**Instructions to follow:**
Repeat the listing in full. Nothing may be added or left out.

== == ==

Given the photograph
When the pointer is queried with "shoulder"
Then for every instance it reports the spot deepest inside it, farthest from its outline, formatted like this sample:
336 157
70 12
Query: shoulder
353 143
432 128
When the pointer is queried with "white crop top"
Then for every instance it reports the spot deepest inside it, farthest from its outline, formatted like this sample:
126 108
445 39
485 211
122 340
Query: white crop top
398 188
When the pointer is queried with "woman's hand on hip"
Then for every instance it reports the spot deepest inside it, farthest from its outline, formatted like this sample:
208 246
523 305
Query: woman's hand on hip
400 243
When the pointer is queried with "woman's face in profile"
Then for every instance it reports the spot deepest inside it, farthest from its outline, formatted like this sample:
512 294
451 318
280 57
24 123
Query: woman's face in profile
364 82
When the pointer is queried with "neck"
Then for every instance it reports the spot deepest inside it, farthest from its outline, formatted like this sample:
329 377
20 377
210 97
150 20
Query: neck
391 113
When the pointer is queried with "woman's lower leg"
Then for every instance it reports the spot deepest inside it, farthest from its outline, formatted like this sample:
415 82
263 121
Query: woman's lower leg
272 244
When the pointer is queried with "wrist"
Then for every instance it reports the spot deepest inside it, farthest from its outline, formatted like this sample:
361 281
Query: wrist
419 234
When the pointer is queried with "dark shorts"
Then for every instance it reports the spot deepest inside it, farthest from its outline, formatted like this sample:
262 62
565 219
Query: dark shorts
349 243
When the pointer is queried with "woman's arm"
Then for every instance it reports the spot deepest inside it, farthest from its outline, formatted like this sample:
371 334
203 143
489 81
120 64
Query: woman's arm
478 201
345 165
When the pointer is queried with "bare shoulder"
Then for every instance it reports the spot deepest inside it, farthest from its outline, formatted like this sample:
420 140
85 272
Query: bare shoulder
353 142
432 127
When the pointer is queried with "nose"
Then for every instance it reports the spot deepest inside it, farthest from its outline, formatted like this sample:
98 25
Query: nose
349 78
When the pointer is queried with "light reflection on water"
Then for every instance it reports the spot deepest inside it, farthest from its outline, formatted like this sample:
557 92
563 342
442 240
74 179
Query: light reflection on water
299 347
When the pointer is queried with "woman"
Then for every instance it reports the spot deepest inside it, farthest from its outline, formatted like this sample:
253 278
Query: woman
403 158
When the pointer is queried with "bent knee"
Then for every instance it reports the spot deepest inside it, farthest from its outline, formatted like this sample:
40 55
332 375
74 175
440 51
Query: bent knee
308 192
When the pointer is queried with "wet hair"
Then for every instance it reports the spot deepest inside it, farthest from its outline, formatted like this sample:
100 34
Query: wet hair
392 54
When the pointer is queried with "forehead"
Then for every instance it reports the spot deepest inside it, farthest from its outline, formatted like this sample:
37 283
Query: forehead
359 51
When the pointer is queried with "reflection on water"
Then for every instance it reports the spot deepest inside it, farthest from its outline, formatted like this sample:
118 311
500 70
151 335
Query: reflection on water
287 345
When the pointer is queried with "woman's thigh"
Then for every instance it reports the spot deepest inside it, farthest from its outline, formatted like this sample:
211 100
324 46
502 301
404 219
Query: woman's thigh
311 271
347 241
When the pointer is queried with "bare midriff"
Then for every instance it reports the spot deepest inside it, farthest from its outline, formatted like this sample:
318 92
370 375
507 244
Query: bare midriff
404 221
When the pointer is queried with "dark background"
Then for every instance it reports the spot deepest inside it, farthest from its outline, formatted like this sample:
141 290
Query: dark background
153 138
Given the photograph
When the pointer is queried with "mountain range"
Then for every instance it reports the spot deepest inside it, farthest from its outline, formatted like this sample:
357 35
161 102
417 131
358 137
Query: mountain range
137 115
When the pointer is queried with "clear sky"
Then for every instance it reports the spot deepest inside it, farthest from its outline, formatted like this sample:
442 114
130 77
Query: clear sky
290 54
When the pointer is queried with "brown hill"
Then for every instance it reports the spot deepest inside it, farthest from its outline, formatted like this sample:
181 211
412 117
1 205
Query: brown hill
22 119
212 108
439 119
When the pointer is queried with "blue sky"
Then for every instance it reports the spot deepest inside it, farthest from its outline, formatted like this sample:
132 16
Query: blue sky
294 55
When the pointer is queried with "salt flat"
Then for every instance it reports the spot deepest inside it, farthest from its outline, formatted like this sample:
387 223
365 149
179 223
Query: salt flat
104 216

== == ==

**Task answer:**
Given the photograph
When the pointer is queried with "shoulder"
Then for every instance it reports the spot deepest inside it, farthest from its outline, formatted like this sample:
336 157
70 12
Query: shoulder
353 143
432 128
When the pointer is queried with "white crop top"
Then for every instance it reports the spot deepest inside it, farthest from its outline, formatted like this sample:
126 108
445 39
485 211
122 340
Query: white crop top
398 188
When the pointer is queried with "woman's hand on hip"
Then for every instance it reports the spot deepest inside it, farthest from its outline, formatted like this sample:
208 246
523 305
Query: woman's hand on hip
400 243
When the pointer is queried with "woman's face in profile"
Then for every instance it reports the spot deepest inside it, farthest from its outline, formatted like this sample:
512 294
451 318
280 57
24 123
Query: woman's face in profile
364 82
When the pointer is queried with "neck"
Then for every instance it reports the spot deepest inside it, farthest from its outline, formatted like this sample:
329 377
20 377
210 97
150 20
Query: neck
391 113
When the pointer is queried with "woman's lower leg"
Then for every instance it reports the spot deepest inside it, farthest from its outline, formatted like this sample:
415 82
263 121
Query: woman's lower leg
272 244
When the pointer is queried with "wrist"
Then for every instance it reports the spot deepest inside it, farthest from its outline, formatted like this sample:
361 281
Query: wrist
419 234
When the pointer is queried with "dark shorts"
Then for every instance it reports the spot deepest inside it, farthest from its outline, formatted like this sample:
262 62
565 219
Query: dark shorts
349 243
When the pointer is queried with "woman's arm"
Then for every instance it reports the spot deepest inside it, farthest from its outline, formatted like this sample:
371 334
203 143
489 81
120 64
Query: woman's arm
478 201
345 165
When the pointer is queried with "bare shoulder"
Then for every instance it reports the spot deepest inside it, farthest from its outline, formatted like this sample:
420 140
85 272
Query: bare shoulder
353 142
432 127
When the pointer is queried with "nose"
Then for every instance it reports the spot deepest inside it, farthest from its outline, formatted like this sample:
98 25
Query: nose
349 78
When the pointer is queried with "light reflection on water"
Then for every instance it reports the spot deepest inside it, farthest from its outline, formatted like this sample:
557 92
563 342
442 240
74 179
Query: light reflection on water
299 347
When the pointer is queried with "woman"
Then for every instance it reports the spot deepest inside it, farthest from its outline, formatted like this sample:
253 278
Query: woman
403 158
When the pointer is queried with "bent knee"
Then for every instance it reports the spot deepest inside it, farthest from its outline, formatted like this sample:
40 55
332 375
74 175
440 51
Query: bent knee
308 192
When the pointer is queried with "wet hair"
Then for every instance it reports the spot deepest inside it, farthest from its outline, formatted like this sample:
100 34
Query: wet hair
392 54
When the pointer is queried with "forehead"
Then for every instance it reports the spot deepest inside it, farthest from its outline, formatted like this sample:
37 283
Query: forehead
359 51
When the pointer is queried with "reflection on water"
Then for every instance it reports the spot deepest inside it, farthest from its outline, formatted like this sample:
118 311
500 70
151 335
Query: reflection on water
287 345
When the pointer is queried with "woman's thigh"
Then for every instance it reports the spot deepest inside it, farthest from its outline, formatted like this sample:
211 100
324 46
502 301
404 219
Query: woman's thigh
311 271
347 241
When the pointer is queried with "bare midriff"
Then for every instance it reports the spot deepest inside it, farthest from its outline, formatted like this sample:
318 92
370 375
507 244
Query: bare midriff
404 221
When the pointer is queried with "dark background"
Then for every instance it reports the spot deepest inside it, farthest from its outline, formatted like this sample:
141 290
Query: dark background
153 138
Given the photograph
When the pointer is queried with "mountain range"
Then for every instance it reports the spot deepest inside it, farthest from its outline, formatted like this sample:
357 35
161 102
417 131
358 137
Query: mountain range
137 115
When the pointer is queried with "clear sky"
Then for every instance it reports the spot deepest inside it, farthest from its outline, formatted like this sample:
442 114
130 77
Query: clear sky
290 54
When the pointer is queried with "brown hill"
Then for every instance it reports the spot deepest inside it, farthest from its outline, formatted like this sample:
181 211
412 117
1 205
Query: brown hill
22 119
212 108
439 119
When the pointer is queried with "blue sky"
Then for every instance it reports the spot deepest inside it, farthest from its outline, formatted like this sample:
132 16
Query: blue sky
294 55
When the pointer is queried with "salt flat"
Then for every instance it reports the spot deepest inside it, farthest from its outline, formatted like this sample:
387 223
365 149
179 223
Query: salt flat
104 216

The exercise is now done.